Your instructions: Carry on the account of Das's companies past its final sentence.

In 2019, Dascena partnered with Danaher Corporation and the Biomedical Advanced Research and Development Authority to develop an algorithm for early sepsis detection. In 2020, Dascena announced a $50 million funding round. The Food and Drug Administration issued an Emergency Use Authorization to Dascena for its algorithm used to inform COVID-19 care.

In 2021, the Food and Drug Administration issued a Breakthrough Device Designation to Dascena for its algorithm used to predict GI bleed risk. In 2022, Dascena developed an algorithm for identifying patients with pulmonary hypertension in collaboration with Johnson and Johnson. Dascena was acquired by CirrusDx in 2022.

=== Forta Health ===
In 2021, Das founded Forta Health, an AI healthcare company that provides personalized care to children with autism. Forta Health provides therapy for children with autism and their families, using its clinical algorithms paired with parent-led ABA therapy.

In 2024, Forta Health announced a $55 million Series A funding round led by Insight Partners.

=== Tala Health ===
In 2024, Das founded Tala Health, an AI integrated healthcare technology company, through Titan Holdings. Tala Health builds clinical AI agents to support licensed professionals.

In 2025, Tala Health announced a $100 million funding round led by Sofreh Capital.

=== Prentis AI ===
In 2026, Das co-founded Prentis, an AI research lab developing "computer-use" models intended to let AI agents operate office software and automate routine workflows, together with LinkedIn co-founder Reid Hoffman and Zynga founder Mark Pincus. Das serves as Prentis's chief executive officer.

Recorded data:

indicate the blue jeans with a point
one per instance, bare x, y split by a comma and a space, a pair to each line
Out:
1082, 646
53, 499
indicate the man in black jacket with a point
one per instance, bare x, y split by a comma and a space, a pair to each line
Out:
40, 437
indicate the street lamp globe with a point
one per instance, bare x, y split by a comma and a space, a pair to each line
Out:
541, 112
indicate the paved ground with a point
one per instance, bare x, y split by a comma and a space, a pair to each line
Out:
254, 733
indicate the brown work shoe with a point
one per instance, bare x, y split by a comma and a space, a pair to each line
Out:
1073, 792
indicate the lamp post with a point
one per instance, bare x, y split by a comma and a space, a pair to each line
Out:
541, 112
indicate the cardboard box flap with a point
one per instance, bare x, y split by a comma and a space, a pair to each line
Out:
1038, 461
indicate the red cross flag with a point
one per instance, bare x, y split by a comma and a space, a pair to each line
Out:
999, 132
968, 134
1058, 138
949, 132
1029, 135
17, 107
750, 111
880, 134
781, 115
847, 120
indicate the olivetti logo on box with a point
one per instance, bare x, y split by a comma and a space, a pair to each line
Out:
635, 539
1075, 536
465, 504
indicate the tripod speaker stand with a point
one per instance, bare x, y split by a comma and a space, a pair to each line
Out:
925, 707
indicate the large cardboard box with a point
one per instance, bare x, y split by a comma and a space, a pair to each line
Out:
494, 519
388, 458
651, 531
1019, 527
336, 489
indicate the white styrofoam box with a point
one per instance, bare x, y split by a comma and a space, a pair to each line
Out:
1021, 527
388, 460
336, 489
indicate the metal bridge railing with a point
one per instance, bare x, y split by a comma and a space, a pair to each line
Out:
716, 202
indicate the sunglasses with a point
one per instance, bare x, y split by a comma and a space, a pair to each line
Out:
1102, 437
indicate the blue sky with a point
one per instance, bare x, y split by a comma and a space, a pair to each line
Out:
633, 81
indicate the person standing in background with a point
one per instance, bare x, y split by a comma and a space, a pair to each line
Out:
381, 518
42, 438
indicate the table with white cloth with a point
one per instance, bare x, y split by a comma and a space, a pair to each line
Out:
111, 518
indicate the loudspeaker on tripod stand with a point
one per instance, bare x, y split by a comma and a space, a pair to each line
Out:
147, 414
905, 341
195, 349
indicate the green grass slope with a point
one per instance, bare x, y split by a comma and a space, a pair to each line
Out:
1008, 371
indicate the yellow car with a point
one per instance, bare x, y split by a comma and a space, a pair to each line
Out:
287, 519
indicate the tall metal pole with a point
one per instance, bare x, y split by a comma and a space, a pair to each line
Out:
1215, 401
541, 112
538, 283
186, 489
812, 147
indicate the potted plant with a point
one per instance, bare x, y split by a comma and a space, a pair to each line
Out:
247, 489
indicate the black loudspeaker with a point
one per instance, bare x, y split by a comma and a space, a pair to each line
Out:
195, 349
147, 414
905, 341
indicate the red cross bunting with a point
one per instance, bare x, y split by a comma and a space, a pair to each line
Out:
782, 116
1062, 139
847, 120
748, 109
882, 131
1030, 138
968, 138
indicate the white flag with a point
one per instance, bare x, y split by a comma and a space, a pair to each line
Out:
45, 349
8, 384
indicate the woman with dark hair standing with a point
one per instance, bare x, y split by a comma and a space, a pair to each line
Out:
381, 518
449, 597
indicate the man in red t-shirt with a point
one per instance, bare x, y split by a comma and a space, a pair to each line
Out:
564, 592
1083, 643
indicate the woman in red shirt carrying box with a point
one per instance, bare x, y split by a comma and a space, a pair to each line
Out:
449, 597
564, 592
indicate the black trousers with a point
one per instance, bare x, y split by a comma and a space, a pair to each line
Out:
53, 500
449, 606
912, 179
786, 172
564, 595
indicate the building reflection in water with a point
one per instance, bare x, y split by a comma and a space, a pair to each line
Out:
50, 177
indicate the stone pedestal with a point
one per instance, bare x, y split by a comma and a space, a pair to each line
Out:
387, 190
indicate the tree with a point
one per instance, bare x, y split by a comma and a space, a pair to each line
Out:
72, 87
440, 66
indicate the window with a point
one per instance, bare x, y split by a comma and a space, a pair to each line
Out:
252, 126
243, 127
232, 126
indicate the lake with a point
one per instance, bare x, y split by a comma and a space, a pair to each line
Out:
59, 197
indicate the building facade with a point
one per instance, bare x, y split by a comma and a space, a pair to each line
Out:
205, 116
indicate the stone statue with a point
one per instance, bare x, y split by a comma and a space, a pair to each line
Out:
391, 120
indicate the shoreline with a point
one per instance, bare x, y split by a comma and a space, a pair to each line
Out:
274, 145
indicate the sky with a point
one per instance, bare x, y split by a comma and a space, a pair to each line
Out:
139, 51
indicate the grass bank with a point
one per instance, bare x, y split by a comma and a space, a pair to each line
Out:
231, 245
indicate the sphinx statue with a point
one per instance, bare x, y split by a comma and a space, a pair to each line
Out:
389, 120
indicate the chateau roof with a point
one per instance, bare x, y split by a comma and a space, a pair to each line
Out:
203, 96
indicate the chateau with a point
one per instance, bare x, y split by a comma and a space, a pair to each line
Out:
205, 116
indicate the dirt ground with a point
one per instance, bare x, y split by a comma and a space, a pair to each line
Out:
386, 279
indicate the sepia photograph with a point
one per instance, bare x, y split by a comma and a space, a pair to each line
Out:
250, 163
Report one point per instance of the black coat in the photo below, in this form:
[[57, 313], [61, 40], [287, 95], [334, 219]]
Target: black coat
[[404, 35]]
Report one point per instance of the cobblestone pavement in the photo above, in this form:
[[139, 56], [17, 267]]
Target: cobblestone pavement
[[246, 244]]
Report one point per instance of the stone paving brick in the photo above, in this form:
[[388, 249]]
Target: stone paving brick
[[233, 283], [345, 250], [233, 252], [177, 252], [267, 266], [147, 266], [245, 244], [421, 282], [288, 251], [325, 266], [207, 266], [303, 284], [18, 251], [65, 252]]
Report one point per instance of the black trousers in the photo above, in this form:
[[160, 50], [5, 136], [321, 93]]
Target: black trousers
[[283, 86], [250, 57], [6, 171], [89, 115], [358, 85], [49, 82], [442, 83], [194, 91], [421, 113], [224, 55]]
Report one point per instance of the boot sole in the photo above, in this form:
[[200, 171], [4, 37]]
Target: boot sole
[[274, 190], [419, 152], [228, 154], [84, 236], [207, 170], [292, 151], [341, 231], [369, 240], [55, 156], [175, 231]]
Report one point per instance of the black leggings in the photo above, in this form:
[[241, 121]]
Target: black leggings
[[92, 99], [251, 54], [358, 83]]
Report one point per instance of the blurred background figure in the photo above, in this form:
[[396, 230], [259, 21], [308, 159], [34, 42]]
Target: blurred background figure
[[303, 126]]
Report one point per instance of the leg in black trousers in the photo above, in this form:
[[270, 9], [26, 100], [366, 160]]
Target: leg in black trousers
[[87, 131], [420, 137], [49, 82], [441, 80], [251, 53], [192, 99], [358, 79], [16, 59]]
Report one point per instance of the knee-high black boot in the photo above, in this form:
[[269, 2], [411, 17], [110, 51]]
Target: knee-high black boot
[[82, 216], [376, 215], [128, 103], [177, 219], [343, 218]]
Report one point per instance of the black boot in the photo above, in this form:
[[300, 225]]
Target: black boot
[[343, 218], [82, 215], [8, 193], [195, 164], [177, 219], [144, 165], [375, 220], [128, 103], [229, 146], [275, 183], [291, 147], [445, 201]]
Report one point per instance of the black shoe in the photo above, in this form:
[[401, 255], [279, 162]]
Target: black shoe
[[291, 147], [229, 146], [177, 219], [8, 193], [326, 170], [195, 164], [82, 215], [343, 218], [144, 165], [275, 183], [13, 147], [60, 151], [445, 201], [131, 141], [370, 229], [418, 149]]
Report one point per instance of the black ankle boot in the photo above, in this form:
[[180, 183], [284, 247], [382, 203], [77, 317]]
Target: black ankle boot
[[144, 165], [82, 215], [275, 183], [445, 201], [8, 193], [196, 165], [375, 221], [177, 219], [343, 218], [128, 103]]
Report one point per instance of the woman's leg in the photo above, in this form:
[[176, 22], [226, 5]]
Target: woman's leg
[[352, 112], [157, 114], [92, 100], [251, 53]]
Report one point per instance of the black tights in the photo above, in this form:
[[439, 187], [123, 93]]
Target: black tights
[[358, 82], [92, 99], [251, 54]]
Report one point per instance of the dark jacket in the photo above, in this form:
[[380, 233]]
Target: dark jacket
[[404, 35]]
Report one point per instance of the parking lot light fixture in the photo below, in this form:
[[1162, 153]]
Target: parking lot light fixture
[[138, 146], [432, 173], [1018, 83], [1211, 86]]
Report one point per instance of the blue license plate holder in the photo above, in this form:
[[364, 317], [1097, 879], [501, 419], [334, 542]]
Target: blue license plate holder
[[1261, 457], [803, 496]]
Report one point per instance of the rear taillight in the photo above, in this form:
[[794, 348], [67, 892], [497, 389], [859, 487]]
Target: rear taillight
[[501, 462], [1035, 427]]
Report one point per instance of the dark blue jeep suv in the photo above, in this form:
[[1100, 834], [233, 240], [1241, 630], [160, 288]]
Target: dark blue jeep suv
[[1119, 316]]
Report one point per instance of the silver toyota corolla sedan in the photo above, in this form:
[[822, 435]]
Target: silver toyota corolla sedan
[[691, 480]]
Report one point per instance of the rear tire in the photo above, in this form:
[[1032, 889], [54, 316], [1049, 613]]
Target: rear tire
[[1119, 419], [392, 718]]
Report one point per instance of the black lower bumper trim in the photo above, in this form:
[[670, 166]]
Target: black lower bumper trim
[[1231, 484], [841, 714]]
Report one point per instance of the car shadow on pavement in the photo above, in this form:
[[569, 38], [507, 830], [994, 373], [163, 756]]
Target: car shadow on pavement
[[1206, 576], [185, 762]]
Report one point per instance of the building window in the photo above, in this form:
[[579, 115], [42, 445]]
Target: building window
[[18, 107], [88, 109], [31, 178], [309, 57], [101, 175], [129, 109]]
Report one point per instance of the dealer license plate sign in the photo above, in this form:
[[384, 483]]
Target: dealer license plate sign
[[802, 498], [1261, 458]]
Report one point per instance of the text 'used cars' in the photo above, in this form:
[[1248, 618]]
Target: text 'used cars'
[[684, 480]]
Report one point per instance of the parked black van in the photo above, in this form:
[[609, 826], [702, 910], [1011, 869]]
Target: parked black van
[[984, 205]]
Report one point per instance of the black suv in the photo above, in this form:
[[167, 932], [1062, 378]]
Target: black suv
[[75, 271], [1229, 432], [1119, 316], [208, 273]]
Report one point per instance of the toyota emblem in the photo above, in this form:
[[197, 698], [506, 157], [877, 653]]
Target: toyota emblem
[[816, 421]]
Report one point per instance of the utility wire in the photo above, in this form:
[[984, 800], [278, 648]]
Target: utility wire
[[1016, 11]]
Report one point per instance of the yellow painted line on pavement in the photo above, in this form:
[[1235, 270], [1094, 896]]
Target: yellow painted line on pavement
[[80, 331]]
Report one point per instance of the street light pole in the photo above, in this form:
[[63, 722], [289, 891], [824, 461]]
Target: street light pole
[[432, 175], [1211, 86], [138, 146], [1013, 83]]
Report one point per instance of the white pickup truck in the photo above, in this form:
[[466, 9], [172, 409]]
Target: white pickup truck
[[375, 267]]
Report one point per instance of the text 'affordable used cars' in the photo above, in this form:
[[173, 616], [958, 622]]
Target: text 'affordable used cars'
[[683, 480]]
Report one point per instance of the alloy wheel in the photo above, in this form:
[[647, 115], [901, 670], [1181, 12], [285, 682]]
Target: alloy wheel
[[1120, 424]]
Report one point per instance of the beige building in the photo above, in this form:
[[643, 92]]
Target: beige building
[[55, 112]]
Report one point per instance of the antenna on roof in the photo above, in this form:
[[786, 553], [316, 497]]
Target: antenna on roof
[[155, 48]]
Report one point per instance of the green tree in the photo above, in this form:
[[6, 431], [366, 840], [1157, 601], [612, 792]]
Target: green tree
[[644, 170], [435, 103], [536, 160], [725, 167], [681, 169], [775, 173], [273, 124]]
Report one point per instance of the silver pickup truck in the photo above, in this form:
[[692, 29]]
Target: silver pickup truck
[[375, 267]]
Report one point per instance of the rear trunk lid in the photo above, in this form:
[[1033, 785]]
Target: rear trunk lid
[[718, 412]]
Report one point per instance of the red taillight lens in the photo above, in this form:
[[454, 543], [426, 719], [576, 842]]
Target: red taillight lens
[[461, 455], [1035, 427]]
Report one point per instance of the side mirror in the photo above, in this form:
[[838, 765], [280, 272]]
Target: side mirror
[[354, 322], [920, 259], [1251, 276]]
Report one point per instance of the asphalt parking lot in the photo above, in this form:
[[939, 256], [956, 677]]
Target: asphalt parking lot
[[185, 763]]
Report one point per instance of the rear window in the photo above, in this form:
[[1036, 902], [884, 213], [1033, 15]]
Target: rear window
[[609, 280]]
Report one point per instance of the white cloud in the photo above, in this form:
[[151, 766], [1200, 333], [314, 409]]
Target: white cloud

Task output:
== Other Activities ==

=== Research ===
Das began researching alternative energy sources at the age of 12 and continued this work at the Energy Biosciences Institute and the United States Department of Energy. His research work included development of better solvents to break down cellulose for biofuels and finding new ways to grow nanowires for using in highly efficient solar cells. He then conducted research on organic light-emitting diodes at Taiwan's Academia Sinica. After that, Das performed artificial intelligence and computer vision research at the Oxford Institute of Biomedical Engineering and at Cambridge University.

Das also analyzed entries for the Presidential Green Chemistry Awards at the United States Environmental Protection Agency. He was recognized by the Smithsonian as a "Future Nobel Laureate", was named a graduate fellow of the National Science Foundation and is featured in an upcoming National Geographic documentary.

=== See Your Future ===
Das was the founder and CEO of See Your Future, an education NGO that reached 75 million people worldwide. The goal of See Your Future was to increase the access of underrepresented students, such as low income, minority groups and female students, to Science, Technology, Engineering and Mathematics (STEM) careers with the help of curiosity-based learning and new technology platforms. See Your Future was merged with Community Resources for Science in 2016.